=== WHAT IS NEEDED ===
Convert the records below into a two-column CSV headed instruction and points, with one row per record. Put the record's text under instruction and its answer under points, wrap each field in double quotes, and replace any line breaks with spaces.

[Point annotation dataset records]
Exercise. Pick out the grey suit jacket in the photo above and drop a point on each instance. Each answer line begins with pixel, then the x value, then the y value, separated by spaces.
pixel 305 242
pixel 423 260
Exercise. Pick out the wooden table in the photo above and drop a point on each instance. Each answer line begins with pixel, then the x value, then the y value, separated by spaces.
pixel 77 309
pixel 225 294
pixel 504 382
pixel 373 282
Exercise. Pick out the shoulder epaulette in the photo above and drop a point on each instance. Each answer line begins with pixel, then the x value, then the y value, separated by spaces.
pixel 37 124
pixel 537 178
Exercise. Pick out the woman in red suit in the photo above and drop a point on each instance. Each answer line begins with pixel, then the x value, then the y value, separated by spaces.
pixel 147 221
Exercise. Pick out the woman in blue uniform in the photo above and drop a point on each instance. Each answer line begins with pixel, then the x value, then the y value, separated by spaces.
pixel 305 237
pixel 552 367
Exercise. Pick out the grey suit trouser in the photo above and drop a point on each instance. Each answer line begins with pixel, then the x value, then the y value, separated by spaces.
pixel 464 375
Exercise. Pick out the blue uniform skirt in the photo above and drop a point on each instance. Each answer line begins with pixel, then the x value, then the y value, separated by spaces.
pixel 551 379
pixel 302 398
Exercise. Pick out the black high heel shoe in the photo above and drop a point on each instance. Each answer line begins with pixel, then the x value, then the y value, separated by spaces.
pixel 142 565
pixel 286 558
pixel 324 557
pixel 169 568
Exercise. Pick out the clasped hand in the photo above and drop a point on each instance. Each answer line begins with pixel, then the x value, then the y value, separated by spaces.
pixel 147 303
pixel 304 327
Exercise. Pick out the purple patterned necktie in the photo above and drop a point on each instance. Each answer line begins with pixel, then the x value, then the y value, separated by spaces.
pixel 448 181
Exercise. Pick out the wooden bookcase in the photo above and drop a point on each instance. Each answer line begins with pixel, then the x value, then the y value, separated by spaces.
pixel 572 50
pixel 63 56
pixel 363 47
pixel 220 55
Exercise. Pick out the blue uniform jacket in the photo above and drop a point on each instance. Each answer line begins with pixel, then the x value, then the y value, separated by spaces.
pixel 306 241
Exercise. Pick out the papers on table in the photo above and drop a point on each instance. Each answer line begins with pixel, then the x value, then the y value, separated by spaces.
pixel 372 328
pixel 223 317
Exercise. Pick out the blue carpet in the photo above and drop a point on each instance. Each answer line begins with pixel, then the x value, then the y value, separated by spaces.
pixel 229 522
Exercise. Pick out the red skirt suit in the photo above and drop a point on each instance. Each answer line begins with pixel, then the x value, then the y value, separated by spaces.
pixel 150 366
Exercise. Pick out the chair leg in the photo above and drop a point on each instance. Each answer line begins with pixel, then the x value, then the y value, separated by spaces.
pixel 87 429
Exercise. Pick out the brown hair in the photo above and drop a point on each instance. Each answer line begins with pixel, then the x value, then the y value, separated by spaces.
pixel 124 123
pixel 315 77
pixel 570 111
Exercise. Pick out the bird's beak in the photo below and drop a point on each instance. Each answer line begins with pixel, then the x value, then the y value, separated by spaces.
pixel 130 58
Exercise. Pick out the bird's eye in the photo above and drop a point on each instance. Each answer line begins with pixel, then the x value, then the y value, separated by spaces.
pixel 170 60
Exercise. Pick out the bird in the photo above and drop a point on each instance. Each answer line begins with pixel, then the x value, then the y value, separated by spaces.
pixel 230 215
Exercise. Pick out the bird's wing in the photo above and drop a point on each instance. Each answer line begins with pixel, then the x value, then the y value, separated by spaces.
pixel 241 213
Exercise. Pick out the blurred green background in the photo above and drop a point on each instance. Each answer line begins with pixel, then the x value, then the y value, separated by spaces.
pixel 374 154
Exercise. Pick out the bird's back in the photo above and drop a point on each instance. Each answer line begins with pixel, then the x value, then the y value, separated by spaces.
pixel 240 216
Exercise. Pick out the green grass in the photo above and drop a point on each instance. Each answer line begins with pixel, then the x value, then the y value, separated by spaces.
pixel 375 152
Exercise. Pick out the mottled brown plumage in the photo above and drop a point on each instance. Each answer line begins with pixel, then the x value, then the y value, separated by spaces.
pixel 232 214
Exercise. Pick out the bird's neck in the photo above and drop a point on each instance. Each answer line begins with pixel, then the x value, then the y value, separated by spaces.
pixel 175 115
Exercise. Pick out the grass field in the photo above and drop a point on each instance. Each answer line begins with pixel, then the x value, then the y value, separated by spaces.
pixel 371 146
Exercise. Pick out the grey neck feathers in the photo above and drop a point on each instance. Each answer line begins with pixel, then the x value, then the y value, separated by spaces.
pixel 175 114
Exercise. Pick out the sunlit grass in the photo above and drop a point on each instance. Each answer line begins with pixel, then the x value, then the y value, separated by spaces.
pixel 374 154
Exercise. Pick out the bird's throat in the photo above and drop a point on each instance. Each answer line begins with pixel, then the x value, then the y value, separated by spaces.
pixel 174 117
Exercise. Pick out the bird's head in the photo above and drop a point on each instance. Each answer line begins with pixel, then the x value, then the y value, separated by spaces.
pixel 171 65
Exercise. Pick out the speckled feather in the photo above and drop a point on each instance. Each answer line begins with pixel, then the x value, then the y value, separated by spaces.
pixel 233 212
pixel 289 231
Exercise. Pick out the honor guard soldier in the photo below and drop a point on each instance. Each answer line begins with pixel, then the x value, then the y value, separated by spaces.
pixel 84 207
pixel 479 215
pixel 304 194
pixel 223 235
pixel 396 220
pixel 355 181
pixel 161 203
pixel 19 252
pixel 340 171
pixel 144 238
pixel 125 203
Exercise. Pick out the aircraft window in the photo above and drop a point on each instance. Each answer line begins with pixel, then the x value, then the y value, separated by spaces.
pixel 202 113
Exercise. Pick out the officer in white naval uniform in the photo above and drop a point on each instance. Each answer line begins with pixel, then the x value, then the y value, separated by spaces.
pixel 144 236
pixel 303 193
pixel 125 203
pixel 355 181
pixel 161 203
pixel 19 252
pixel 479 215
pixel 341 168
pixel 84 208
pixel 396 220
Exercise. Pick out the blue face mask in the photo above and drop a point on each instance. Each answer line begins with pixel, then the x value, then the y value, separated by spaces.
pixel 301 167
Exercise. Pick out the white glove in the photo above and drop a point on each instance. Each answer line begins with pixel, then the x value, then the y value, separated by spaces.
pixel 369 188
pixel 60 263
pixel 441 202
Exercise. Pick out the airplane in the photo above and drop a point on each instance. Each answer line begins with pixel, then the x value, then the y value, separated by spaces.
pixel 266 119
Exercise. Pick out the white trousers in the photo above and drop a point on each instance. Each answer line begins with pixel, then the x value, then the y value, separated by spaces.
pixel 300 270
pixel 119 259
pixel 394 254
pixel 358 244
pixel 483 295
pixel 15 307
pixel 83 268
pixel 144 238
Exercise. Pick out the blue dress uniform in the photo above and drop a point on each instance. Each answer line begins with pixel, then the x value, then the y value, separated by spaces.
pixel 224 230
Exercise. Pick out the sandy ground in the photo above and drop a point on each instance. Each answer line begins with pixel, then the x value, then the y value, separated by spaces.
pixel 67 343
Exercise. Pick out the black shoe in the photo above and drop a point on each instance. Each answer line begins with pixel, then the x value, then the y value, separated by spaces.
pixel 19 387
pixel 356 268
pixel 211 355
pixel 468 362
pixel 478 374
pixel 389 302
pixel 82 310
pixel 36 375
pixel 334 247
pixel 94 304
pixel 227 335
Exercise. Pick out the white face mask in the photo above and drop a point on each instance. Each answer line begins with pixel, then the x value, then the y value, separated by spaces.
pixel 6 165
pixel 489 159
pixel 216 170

=== EXERCISE ANSWER ===
instruction,points
"Exercise. Pick out the grey suit jacket in the photo above and drop a point on each instance. Each answer line begins with pixel, then the x value, then the y value, separated by spaces.","pixel 305 242 pixel 423 260"
"Exercise. Pick out the wooden table in the photo above and drop a point on each instance. Each answer line begins with pixel, then the x value, then the y value, separated by spaces.","pixel 77 309 pixel 225 294 pixel 504 382 pixel 373 282"
"Exercise. Pick out the shoulder epaulette in the photo above and drop a point on each instance. Each answer line begins with pixel, then the x value, then the y value, separated by spaces.","pixel 37 124 pixel 537 178"
"Exercise. Pick out the woman in red suit in the photo above and drop a point on each instance. Each answer line begins with pixel, then the x value, then the y value, separated by spaces.","pixel 147 221"
"Exercise. Pick out the woman in blue uniform in the photo above and drop a point on each instance. Each answer line begins with pixel, then the x value, then the y value, separated by spaces.","pixel 305 237 pixel 552 367"
"Exercise. Pick out the grey suit trouser in the photo above and drop a point on each instance. Each answer line begins with pixel, then the x value, then the y value, separated by spaces.","pixel 464 375"
"Exercise. Pick out the blue uniform skirt in the photo above and drop a point on each instance. Each answer line begins with pixel, then the x value, then the y value, separated by spaces.","pixel 551 379 pixel 302 398"
"Exercise. Pick out the black high heel shoe in the photo above and drop a point on each instance. Each answer line begins with pixel, then the x value, then the y value, separated by spaces.","pixel 142 565 pixel 286 558 pixel 324 557 pixel 169 568"
"Exercise. Pick out the clasped hand in the photo above and drop a point on each instance. Each answer line begins with pixel, then the x value, then the y value, separated by spaces.","pixel 147 303 pixel 304 327"
"Exercise. Pick out the purple patterned necktie in the photo above and drop a point on each instance. Each answer line begins with pixel, then the x value, then the y value, separated by spaces.","pixel 448 181"
"Exercise. Pick out the wooden bookcase in the photo above and drop a point on each instance. Each answer line begins with pixel, then the x value, then the y value, separated by spaces.","pixel 572 50 pixel 63 56 pixel 363 47 pixel 220 55"
"Exercise. Pick out the blue uniform jacket in the photo above and drop a point on each instance. Each answer line begins with pixel, then the x value, then the y value, separated by spaces.","pixel 306 241"
"Exercise. Pick out the papers on table in the photo above and drop a point on each instance. Each answer line begins with pixel, then the x value, then the y value, separated by spaces.","pixel 372 328 pixel 223 317"
"Exercise. Pick out the blue carpet in the photo above and drop a point on each instance. Each answer line begins with pixel, then the x value, then the y value, separated by spaces.","pixel 229 522"
"Exercise. Pick out the red skirt suit in the photo above and drop a point on each instance. Each answer line begins with pixel, then the x value, then the y value, separated by spaces.","pixel 150 366"
"Exercise. Pick out the chair leg in the photo above and drop a point on each instance. Each answer line begins with pixel, then the x value, then the y value, separated by spaces.","pixel 87 429"
"Exercise. Pick out the brown hair in the photo above and drop a point on each instance. Each answer line begins with pixel, then the x value, then the y value, separated by spaces.","pixel 124 123 pixel 315 77 pixel 570 111"
"Exercise. Pick out the bird's beak in the photo below and drop a point on each instance. Each answer line begins with pixel, then the x value, then the y value, separated by spaces.","pixel 130 58"
"Exercise. Pick out the bird's eye in the photo above and drop a point on each instance. Each answer line begins with pixel, then the x value, then the y value, separated by spaces.","pixel 170 60"
"Exercise. Pick out the bird in the photo above and drop a point on each instance. Each answer line begins with pixel, then the x value, then the y value, separated by spaces.","pixel 230 215"
"Exercise. Pick out the bird's wing in the photo above and drop a point on each instance. Each answer line begins with pixel, then the x value, then the y value, separated by spaces.","pixel 241 213"
"Exercise. Pick out the blurred green background in the photo above and drop a point on each instance. Each answer line begins with pixel, then the x value, then the y value, separated by spaces.","pixel 374 154"
"Exercise. Pick out the bird's back in the photo above and drop a point on each instance. Each answer line begins with pixel, then the x value, then the y value, separated by spaces.","pixel 240 216"
"Exercise. Pick out the green grass in the photo above and drop a point on each instance. Each answer line begins with pixel, then the x value, then the y value, separated by spaces.","pixel 375 152"
"Exercise. Pick out the mottled brown plumage in the photo above and drop a point on each instance. Each answer line begins with pixel, then the x value, then the y value, separated by spaces.","pixel 232 214"
"Exercise. Pick out the bird's neck in the photo above and drop a point on each instance. Each answer line begins with pixel, then the x value, then the y value, separated by spaces.","pixel 175 115"
"Exercise. Pick out the grass field in the photo above and drop a point on each instance. Each answer line begins with pixel, then the x value, then the y value, separated by spaces.","pixel 371 146"
"Exercise. Pick out the grey neck feathers in the photo above and drop a point on each instance. Each answer line begins with pixel, then the x value, then the y value, separated by spaces.","pixel 175 114"
"Exercise. Pick out the sunlit grass in the photo above and drop a point on each instance. Each answer line begins with pixel, then the x value, then the y value, separated by spaces.","pixel 374 154"
"Exercise. Pick out the bird's throat in the photo above and drop a point on each instance. Each answer line begins with pixel, then the x value, then the y value, separated by spaces.","pixel 174 117"
"Exercise. Pick out the bird's head in the photo above and drop a point on each instance. Each answer line begins with pixel, then the x value, then the y value, separated by spaces.","pixel 171 65"
"Exercise. Pick out the speckled feather in the photo above and drop a point on each instance. Each answer line begins with pixel, then the x value, then the y value, separated by spaces.","pixel 233 212 pixel 289 231"
"Exercise. Pick out the honor guard soldier in the photo below and drop a point on each instance. Each answer line begins with pixel, then the x value, then the y value, separated by spaces.","pixel 84 207 pixel 479 215 pixel 304 194 pixel 223 235 pixel 396 220 pixel 355 181 pixel 161 203 pixel 19 252 pixel 340 171 pixel 144 238 pixel 125 203"
"Exercise. Pick out the aircraft window in the photo above and drop a point on each instance. Each answer line begins with pixel, then the x value, then the y value, separated by spaces.","pixel 202 113"
"Exercise. Pick out the officer in white naval uniform in the photo above and drop a point on each instance. Each answer line begins with pixel, then the x value, then the y value, separated by spaces.","pixel 144 236 pixel 303 193 pixel 125 203 pixel 355 181 pixel 161 203 pixel 19 252 pixel 479 215 pixel 341 168 pixel 84 208 pixel 396 220"
"Exercise. Pick out the blue face mask in the photo above and drop a point on each instance. Each answer line begins with pixel, then the x value, then the y value, separated by spaces.","pixel 301 167"
"Exercise. Pick out the white glove in the photo above and drop a point on each instance. Each answer line begins with pixel, then the x value, then the y value, separated by spaces.","pixel 369 188 pixel 60 263 pixel 441 202"
"Exercise. Pick out the airplane in the photo above and drop a point on each instance. Each answer line begins with pixel, then the x value, then the y value, separated by spaces.","pixel 266 119"
"Exercise. Pick out the white trousers in the photo above and drop a point on each instance. Each answer line begins with pixel, then the x value, then the y value, separated by spaces.","pixel 300 270 pixel 119 259 pixel 394 254 pixel 358 244 pixel 483 295 pixel 15 307 pixel 83 268 pixel 144 238"
"Exercise. Pick out the blue dress uniform in the photo above and drop a point on each instance. Each answer line begins with pixel, then the x value, then the y value, separated by spaces.","pixel 224 230"
"Exercise. Pick out the sandy ground in the photo above and drop a point on each instance. Each answer line begins with pixel, then the x value, then the y value, separated by spaces.","pixel 67 343"
"Exercise. Pick out the black shoe in the photo above and drop a point on each instance. Each answer line begins with pixel, then the x value, then the y value, separated by spaces.","pixel 19 387 pixel 356 268 pixel 211 355 pixel 468 362 pixel 478 374 pixel 389 302 pixel 82 310 pixel 36 375 pixel 334 247 pixel 94 304 pixel 227 335"
"Exercise. Pick out the white face mask in the photo above and drop a point on each instance. Each answer line begins with pixel, then the x value, then the y value, separated by spaces.","pixel 6 165 pixel 489 159 pixel 216 170"